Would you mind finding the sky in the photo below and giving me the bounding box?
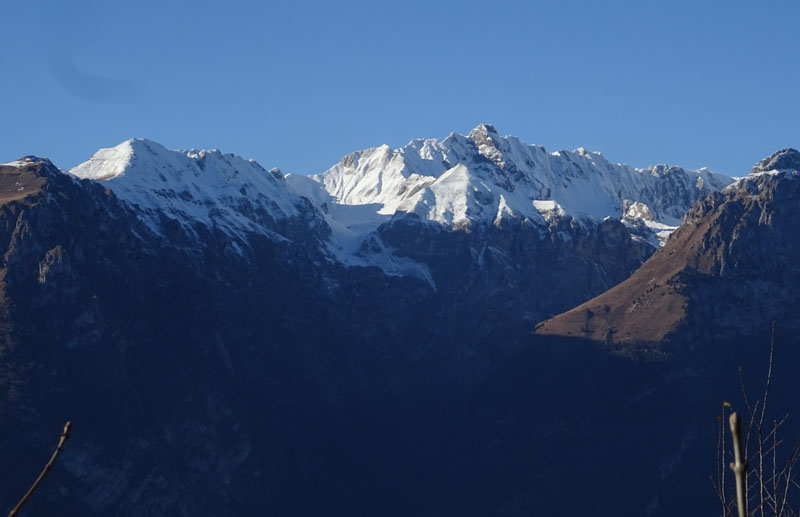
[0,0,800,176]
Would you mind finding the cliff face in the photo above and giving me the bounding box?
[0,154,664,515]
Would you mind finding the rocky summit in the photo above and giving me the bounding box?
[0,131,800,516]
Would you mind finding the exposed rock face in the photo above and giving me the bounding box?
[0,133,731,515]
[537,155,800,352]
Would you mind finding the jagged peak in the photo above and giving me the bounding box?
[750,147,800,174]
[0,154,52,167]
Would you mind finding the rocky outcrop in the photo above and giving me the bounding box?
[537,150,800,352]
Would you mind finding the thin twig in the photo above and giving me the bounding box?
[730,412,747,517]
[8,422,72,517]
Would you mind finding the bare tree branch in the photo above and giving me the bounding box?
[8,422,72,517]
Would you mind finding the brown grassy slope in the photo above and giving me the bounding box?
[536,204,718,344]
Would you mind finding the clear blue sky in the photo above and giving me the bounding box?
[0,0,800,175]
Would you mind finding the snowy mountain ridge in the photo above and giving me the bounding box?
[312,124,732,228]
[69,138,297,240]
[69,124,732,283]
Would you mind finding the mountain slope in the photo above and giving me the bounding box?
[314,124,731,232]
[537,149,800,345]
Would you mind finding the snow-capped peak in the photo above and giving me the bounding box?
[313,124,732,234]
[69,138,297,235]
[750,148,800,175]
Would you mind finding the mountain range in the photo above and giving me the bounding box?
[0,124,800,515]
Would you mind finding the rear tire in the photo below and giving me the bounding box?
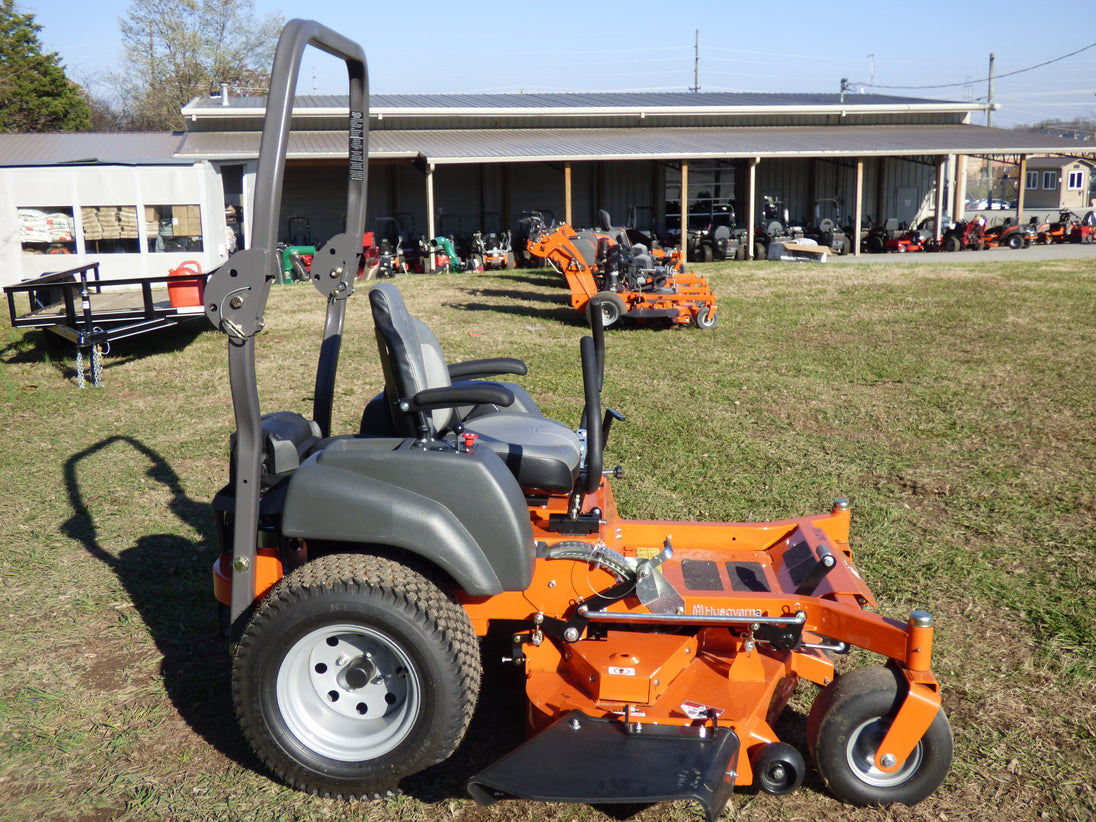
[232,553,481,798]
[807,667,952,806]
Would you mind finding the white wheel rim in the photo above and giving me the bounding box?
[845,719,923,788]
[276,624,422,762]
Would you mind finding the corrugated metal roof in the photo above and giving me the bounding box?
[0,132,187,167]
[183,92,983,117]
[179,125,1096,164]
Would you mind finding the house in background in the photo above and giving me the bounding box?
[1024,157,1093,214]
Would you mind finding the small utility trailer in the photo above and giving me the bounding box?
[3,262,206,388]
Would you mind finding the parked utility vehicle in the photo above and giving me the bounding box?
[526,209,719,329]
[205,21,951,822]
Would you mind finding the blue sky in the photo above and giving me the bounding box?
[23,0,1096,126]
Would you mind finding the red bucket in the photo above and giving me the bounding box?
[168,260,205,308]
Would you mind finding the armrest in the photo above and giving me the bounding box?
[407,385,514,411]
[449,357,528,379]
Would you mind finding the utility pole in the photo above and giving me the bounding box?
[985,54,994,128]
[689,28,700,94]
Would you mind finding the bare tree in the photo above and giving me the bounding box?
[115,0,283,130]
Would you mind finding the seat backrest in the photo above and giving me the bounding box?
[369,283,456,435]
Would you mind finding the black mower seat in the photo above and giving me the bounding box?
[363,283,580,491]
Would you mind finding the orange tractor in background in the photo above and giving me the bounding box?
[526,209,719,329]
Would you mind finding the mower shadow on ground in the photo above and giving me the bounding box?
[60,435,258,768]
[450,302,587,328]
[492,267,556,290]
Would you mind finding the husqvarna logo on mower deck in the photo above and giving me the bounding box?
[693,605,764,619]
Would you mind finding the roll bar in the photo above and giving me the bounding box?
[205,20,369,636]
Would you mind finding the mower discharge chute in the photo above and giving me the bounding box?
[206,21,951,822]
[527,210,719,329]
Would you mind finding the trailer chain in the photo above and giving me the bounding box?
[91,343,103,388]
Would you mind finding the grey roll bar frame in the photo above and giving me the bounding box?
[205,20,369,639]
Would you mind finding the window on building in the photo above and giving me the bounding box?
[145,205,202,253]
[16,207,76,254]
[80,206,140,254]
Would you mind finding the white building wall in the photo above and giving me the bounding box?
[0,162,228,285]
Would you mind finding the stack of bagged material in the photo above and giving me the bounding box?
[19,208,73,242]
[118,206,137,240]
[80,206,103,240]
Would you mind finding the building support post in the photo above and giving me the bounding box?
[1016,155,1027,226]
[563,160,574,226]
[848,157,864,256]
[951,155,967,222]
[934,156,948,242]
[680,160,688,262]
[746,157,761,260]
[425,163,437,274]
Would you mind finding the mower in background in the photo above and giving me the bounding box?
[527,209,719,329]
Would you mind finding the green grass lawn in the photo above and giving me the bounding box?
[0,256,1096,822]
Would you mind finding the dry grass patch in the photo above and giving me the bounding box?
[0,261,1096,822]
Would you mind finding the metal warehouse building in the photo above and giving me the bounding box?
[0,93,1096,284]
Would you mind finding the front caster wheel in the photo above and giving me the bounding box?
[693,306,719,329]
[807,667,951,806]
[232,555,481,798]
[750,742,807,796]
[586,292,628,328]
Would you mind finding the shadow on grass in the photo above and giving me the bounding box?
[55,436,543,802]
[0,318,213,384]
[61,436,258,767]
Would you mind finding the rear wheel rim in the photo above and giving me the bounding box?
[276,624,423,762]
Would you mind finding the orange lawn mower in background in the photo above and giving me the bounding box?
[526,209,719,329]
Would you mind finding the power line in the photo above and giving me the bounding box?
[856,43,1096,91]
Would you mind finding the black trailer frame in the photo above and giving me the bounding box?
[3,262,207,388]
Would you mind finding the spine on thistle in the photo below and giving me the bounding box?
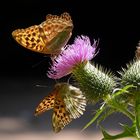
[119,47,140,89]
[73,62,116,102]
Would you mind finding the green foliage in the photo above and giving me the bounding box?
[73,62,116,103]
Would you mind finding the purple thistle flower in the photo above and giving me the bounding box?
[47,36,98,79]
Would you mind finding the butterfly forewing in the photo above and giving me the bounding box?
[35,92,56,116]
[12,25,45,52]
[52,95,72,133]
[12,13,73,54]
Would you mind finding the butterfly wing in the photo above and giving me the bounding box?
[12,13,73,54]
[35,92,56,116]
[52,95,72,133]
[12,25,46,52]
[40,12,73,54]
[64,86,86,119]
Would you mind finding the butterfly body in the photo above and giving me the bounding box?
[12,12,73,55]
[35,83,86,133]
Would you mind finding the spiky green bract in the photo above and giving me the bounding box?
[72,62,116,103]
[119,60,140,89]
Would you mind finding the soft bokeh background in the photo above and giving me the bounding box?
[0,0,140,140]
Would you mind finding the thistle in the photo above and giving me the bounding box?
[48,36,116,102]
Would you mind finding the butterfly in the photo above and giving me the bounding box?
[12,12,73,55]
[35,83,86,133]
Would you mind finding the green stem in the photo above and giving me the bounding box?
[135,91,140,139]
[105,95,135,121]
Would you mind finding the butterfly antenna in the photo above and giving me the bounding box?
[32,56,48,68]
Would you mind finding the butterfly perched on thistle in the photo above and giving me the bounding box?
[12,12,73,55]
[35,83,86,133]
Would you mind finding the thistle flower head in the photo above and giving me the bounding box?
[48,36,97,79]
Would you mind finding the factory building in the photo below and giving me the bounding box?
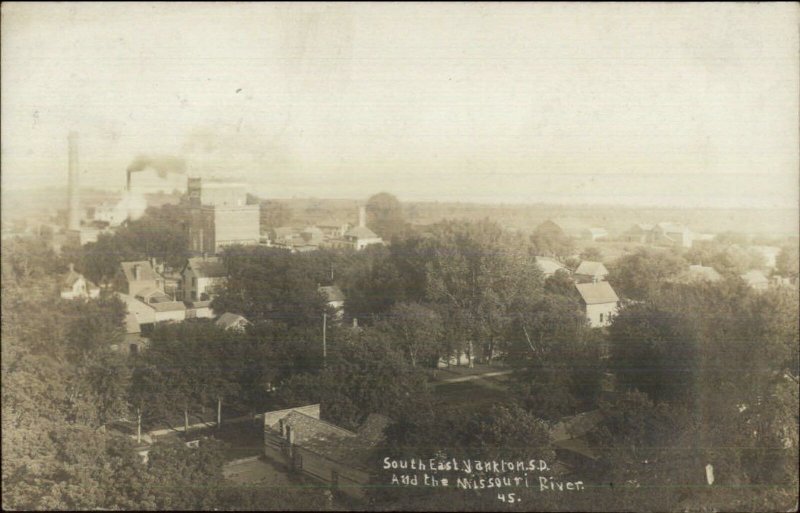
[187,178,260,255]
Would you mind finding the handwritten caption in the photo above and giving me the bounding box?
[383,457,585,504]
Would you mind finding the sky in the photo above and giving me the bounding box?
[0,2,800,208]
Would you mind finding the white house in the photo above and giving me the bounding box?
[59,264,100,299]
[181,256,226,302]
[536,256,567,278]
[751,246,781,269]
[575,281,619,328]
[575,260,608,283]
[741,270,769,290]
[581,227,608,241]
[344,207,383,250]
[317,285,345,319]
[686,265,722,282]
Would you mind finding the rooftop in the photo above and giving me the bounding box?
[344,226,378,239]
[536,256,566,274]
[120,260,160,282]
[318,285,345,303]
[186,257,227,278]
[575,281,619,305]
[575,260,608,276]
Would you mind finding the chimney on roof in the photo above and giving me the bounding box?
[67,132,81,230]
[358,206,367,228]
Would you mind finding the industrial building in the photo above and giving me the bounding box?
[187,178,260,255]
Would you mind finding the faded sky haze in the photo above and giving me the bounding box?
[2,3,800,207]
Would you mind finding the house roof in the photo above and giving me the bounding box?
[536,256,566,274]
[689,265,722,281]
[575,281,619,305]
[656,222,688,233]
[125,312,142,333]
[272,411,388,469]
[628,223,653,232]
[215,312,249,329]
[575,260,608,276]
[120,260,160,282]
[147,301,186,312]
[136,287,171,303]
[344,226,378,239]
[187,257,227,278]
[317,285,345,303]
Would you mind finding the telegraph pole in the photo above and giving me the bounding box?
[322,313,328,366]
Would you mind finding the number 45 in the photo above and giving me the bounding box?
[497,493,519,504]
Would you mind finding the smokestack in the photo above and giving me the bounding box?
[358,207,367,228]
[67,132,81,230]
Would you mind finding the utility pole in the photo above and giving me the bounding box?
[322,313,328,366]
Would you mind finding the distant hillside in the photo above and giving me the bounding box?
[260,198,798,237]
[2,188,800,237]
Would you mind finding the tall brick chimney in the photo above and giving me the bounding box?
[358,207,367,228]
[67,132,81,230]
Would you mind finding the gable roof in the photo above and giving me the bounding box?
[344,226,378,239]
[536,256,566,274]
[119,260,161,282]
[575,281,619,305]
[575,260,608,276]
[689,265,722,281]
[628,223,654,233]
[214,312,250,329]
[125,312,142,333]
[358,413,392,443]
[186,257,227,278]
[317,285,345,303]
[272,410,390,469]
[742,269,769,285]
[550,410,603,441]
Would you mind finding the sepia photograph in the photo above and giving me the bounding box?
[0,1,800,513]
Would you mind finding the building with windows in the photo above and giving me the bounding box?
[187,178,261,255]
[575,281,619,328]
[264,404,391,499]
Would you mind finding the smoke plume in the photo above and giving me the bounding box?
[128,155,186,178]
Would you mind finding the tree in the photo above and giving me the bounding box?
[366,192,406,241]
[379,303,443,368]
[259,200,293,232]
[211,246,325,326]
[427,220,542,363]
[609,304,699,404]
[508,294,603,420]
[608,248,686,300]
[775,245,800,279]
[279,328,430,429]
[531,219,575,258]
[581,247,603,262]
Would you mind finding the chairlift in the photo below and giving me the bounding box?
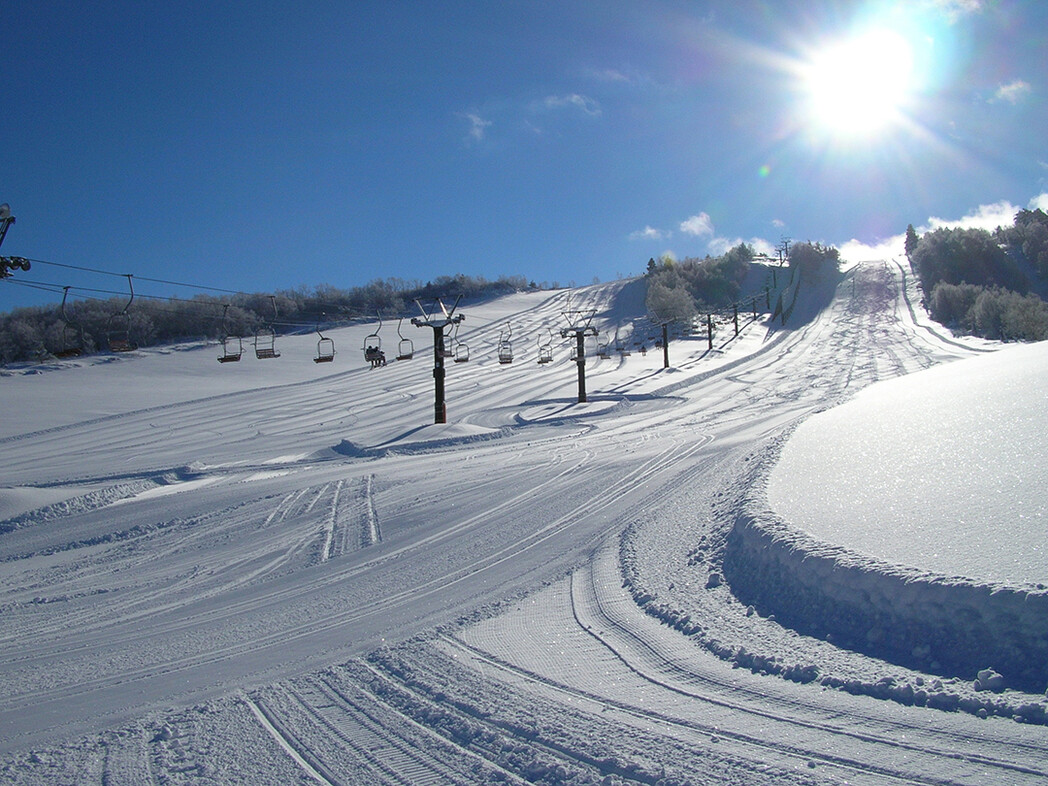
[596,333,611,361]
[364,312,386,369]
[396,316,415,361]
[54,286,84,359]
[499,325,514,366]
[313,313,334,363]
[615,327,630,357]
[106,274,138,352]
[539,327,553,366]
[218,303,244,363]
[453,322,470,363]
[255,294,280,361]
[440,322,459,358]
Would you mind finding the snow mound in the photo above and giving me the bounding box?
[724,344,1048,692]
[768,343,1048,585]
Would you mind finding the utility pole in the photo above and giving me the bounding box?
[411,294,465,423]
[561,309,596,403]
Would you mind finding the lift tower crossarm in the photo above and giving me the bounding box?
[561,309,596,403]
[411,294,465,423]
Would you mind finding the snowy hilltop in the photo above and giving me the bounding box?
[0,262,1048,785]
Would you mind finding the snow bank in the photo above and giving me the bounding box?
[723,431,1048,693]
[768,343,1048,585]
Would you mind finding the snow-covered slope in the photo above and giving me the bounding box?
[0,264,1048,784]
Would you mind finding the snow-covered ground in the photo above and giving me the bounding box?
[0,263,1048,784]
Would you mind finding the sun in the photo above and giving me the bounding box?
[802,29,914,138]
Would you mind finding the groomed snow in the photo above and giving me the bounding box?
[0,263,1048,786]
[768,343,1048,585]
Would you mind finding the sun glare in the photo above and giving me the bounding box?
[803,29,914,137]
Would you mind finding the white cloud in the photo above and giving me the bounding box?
+--
Write out everything from the line containing "Would you mind finding the clear" down to the line containing "[69,124,732,283]", requests included, with each bounding box coordinate multiplied by 2.5 and rounded to a whole number, halves rounded up.

Would you mind finding the clear blue sky in the photo above and giving me the bounding box?
[0,0,2000,438]
Would you mind finding the snowy mountain ridge in the photo above and giving me the bounding box?
[780,310,1830,570]
[173,345,743,600]
[173,310,1830,708]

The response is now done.